[Texto de referencia]:
===============
1. Carácter es destino o primera lucha con el ángel
Pocos son los escritores en quienes es imprescindible abordar el tema del carácter para indagar en su obra. Rubén Bonifaz Nuño es uno de estos raros casos. Orgulloso, con la misma confianza con la que determina el valor de su trabajo de traducción y enumera sus influencias cardinales, afronta la materia de sus versos. Lo primero que evidencian estos versos es su perfección, su hondura expresiva y su exquisito labrado sonoro. Podrá decirse que alguno de ellos es oscuro o hermético, pero de ninguna manera gratuito. Su autor se vuelca allí con una destreza y una desnudez que sólo surgen de quien se está jugando el todo por el todo. Hay, quizá por eso, una intensidad épica, una atmósfera de agonía en ellos. Agonía en el sentido original del término: lucha, combate o enfrentamiento con un adversario.
Ciertos gestos pintan de cuerpo entero el carácter de este autor. Carácter que determinó desde muy temprano su modo de ser y de conducirse. En una extensa conversación autobiográfica el poeta, de ya más de ochenta años, revive episodios remotos con particular significado. Uno de ellos está situado en sus primeros años de vida. Cuenta que su hermano mayor, Ángel, solía divertirse cruelmente con las muy desiguales fuerzas entre ambos:
Curiosamente, entre mis recuerdos más lejanos y desagradables hay uno que se remonta a mi edad de tres años. Vestía un pantalón de tirantes. Y mi hermano mayor me levantaba y me colgaba en una percha, con gran coraje mío. Y ahí me dejaba un minuto o unos segundos. Posiblemente, de manera inconsciente, todavía le guardo rencor por eso.6
En otro pasaje, no sólo recuerda con detalle cierta conducta bastante reveladora de su carácter sino que se siente a gusto enarbolando un lema que llega a su memoria y que, según sus propias palabras, bien podría definirlo:
[...] yo era un niño muy peleonero y muy valiente. Me peleé digamos —en la primaria y en la secundaria y hasta en la preparatoria— cuando menos veinte o veinticinco veces. Si alguien me decía algo, yo buscaba pleito inmediatamente. [...] Y siempre, absolutamente siempre, me pegaban.
===============
[Datos proporcionados]:
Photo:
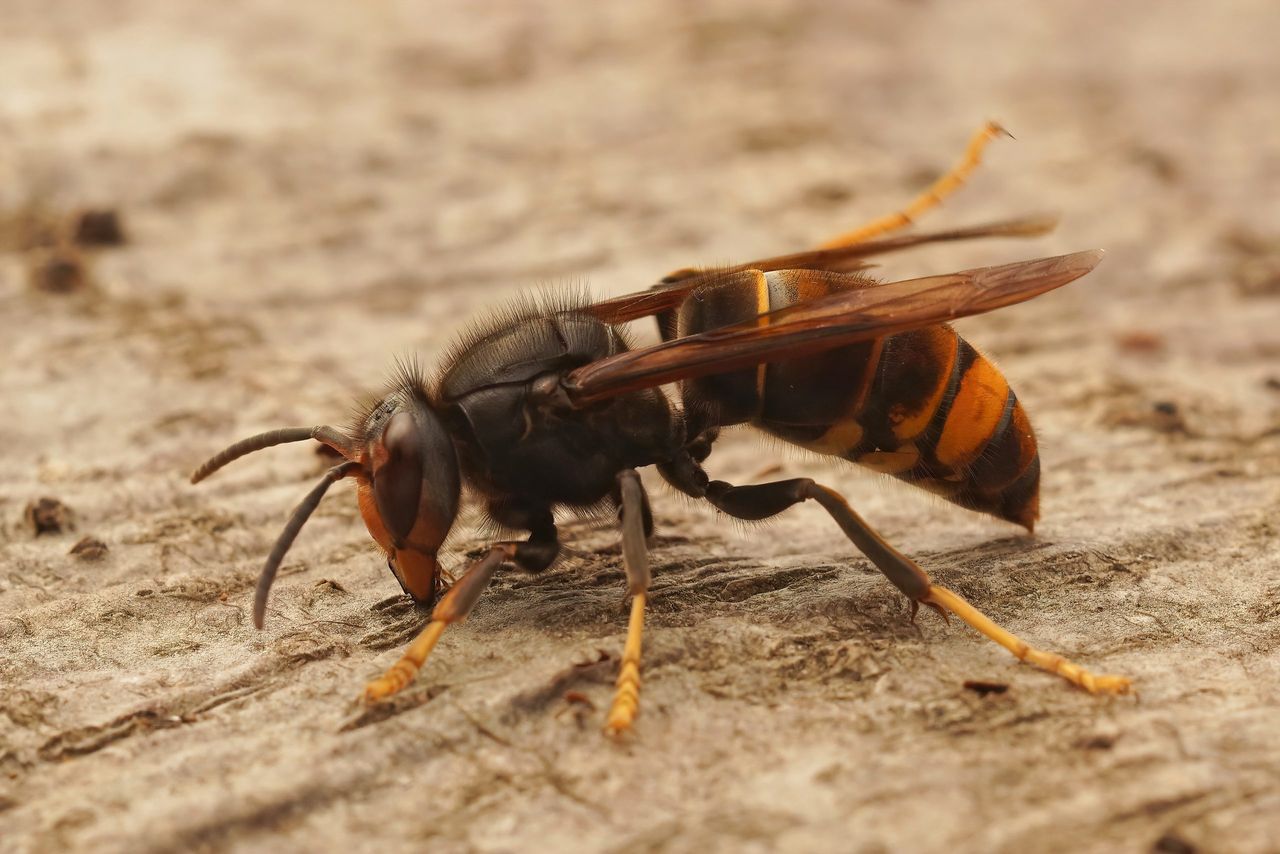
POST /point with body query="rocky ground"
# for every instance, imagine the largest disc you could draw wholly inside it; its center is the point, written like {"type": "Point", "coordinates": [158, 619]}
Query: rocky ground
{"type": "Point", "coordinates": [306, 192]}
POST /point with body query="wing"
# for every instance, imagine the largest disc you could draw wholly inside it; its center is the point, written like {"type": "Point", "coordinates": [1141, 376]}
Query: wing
===============
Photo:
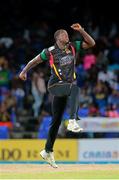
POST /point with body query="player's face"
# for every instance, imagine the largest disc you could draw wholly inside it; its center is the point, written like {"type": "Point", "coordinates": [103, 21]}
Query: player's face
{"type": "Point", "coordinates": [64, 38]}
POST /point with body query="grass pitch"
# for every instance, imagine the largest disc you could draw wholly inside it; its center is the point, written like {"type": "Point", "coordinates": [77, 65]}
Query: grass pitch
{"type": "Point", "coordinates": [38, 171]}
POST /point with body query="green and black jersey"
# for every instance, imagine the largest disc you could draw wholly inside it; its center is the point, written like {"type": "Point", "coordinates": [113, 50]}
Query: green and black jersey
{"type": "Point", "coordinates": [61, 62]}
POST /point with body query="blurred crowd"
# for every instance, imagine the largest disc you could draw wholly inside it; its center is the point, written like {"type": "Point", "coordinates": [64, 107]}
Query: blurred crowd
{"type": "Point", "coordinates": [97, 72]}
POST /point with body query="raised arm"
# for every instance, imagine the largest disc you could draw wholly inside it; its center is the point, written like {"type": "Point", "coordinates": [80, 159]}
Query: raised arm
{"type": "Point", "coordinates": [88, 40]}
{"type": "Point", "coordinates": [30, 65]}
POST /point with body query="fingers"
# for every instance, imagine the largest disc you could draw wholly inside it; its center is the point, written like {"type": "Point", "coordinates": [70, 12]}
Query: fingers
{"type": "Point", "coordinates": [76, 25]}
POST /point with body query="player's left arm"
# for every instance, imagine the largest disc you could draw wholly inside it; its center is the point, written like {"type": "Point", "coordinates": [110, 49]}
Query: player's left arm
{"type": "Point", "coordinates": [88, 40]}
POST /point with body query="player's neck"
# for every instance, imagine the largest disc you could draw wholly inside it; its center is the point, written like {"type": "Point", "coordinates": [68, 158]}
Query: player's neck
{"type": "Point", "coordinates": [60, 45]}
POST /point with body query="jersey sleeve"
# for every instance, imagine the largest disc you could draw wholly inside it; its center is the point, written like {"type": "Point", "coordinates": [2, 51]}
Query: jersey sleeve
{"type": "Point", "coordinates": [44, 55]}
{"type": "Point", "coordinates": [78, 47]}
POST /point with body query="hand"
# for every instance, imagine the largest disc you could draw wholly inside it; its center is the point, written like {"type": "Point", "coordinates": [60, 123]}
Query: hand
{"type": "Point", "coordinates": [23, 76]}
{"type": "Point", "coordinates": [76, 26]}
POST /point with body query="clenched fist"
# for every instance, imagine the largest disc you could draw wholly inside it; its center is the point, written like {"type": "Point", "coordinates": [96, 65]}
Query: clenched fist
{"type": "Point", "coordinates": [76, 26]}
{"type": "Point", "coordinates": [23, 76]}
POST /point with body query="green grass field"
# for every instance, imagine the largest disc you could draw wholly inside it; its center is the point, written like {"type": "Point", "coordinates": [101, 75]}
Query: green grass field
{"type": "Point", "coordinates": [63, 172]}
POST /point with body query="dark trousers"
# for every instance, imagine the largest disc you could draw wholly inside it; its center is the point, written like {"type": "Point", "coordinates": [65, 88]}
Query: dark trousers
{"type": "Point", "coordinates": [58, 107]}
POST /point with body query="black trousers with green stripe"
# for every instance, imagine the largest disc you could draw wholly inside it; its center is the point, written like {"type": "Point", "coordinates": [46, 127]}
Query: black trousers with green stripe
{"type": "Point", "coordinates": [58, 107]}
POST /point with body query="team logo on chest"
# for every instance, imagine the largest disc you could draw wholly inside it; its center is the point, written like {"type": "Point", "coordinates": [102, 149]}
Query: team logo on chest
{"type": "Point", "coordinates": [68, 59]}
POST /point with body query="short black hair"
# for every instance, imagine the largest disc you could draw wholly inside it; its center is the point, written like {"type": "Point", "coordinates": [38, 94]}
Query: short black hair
===============
[Tareas propuestas]:
[1] Indique si cada afirmación coincide con el texto sobre Rubén Bonifaz Nuño y responda sí o no, citando entre comillas las palabras del texto que lo deciden: (a) El hermano mayor del poeta se llamaba Ángel. (b) El poeta recuerda haber ganado la mayoría de sus peleas escolares. (c) El recuerdo de la percha se remonta a cuando el poeta tenía cinco años.
[2] Cite literalmente el fragmento del texto sobre Rubén Bonifaz Nuño que comienza en las palabras "1. Carácter es" y termina después de "con un adversario.".
[3] Traduzca al inglés la siguiente oración del texto sobre Rubén Bonifaz Nuño: "Lo primero que evidencian estos versos es su perfección, su hondura expresiva y su exquisito labrado sonoro."
Los registros no guardan relación alguna con el texto sobre Rubén Bonifaz Nuño.

[Soluciones]:
[1]
(a) Sí: "su hermano mayor, Ángel, solía divertirse cruelmente con las muy desiguales fuerzas entre ambos".
(b) No: "Y siempre, absolutamente siempre, me pegaban."
(c) No: "hay uno que se remonta a mi edad de tres años."

[2]
1. Carácter es destino o primera lucha con el ángel
Pocos son los escritores en quienes es imprescindible abordar el tema del carácter para indagar en su obra. Rubén Bonifaz Nuño es uno de estos raros casos. Orgulloso, con la misma confianza con la que determina el valor de su trabajo de traducción y enumera sus influencias cardinales, afronta la materia de sus versos. Lo primero que evidencian estos versos es su perfección, su hondura expresiva y su exquisito labrado sonoro. Podrá decirse que alguno de ellos es oscuro o hermético, pero de ninguna manera gratuito. Su autor se vuelca allí con una destreza y una desnudez que sólo surgen de quien se está jugando el todo por el todo. Hay, quizá por eso, una intensidad épica, una atmósfera de agonía en ellos. Agonía en el sentido original del término: lucha, combate o enfrentamiento con un adversario.

[3] The first thing these verses reveal is their perfection, their expressive depth, and their exquisite sonic craftsmanship.